**Travail demandé:**
- 1) Recopiez le texte sur Bart au tribunal, en commençant à « Cette disparition programmée » et en terminant à « éveiller les soupçons. ».
- 2) D'après le texte sur Bart au tribunal, où aménage-t-il sa tanière nocturne ? Répondez en une phrase, s'il vous plaît.
- 3) Pour chaque affirmation, indiquez si elle concorde avec le texte sur Bart au tribunal, par oui ou non, en citant les mots décisifs de ce texte.
(a) Bart se nourrit principalement de fruits secs et de provisions de la cafétéria.
(b) Le nouveau tribunal de Paris se trouve dans le 15e arrondissement.
(c) La 16e chambre est consacrée aux affaires familiales.

++++ Passage source

Cette disparition programmée le conduit au nouveau tribunal de Paris, dans le 17e arrondissement. Là, il s’installe clandestinement, aménageant sa tanière nocturne dans un faux plafond au-dessus des toilettes, où il partage bientôt son refuge précaire avec une minuscule souris. Pour subsister, il se nourrit principalement de fruits secs et de provisions achetées à la cafétéria du tribunal, veillant à maintenir une apparence soignée pour ne pas éveiller les soupçons.
Ses journées se déroulent dans les différentes salles d’audience qu’il choisit méticuleusement chaque matin. De la 23e chambre des comparutions immédiates à la 15e chambre des affaires familiales, en passant par la 16e dédiée au terrorisme et les Assises, Bart observe en silence le théâtre judiciaire qui se joue devant lui. Son costume commun et son aspect banal lui assurent une quasi-invisibilité parmi la foule qui traverse quotidiennement le palais de justice.

++++++++
++++ Données fournies

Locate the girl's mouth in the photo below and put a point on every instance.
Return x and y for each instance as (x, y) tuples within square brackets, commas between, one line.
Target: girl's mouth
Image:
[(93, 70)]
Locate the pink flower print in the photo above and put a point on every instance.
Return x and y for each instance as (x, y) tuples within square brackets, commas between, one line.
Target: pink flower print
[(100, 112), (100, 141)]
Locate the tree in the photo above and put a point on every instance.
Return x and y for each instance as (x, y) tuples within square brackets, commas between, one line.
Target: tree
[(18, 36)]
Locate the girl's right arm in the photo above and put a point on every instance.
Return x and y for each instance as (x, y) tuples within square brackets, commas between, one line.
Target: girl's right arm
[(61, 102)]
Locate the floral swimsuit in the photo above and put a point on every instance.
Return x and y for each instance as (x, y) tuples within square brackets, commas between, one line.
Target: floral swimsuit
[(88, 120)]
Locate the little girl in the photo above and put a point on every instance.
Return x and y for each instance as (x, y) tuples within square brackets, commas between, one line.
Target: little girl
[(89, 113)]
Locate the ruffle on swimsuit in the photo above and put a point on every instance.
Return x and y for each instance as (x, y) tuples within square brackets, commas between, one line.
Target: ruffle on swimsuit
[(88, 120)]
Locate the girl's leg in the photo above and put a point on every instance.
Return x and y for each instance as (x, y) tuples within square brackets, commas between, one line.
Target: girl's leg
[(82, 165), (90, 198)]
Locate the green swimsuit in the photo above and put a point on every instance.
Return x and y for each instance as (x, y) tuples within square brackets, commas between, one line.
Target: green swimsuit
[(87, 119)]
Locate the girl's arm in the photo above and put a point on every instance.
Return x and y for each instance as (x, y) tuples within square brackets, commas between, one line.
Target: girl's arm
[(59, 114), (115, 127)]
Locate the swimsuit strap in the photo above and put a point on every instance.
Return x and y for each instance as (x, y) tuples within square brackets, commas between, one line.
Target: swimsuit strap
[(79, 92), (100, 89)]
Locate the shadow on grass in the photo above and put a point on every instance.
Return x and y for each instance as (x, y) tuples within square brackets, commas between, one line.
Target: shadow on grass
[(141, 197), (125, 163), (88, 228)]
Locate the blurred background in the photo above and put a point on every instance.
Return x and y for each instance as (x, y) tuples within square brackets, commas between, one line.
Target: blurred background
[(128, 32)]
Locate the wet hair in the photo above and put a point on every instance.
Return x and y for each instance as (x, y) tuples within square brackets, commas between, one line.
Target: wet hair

++++++++

**Réponses par tâche:**
- 1)
Cette disparition programmée le conduit au nouveau tribunal de Paris, dans le 17e arrondissement. Là, il s’installe clandestinement, aménageant sa tanière nocturne dans un faux plafond au-dessus des toilettes, où il partage bientôt son refuge précaire avec une minuscule souris. Pour subsister, il se nourrit principalement de fruits secs et de provisions achetées à la cafétéria du tribunal, veillant à maintenir une apparence soignée pour ne pas éveiller les soupçons.

- 2) Il l'aménage dans un faux plafond au-dessus des toilettes du nouveau tribunal de Paris.

- 3)
(a) Oui : « il se nourrit principalement de fruits secs et de provisions achetées à la cafétéria du tribunal »
(b) Non : « dans le 17e arrondissement »
(c) Non : « la 16e dédiée au terrorisme »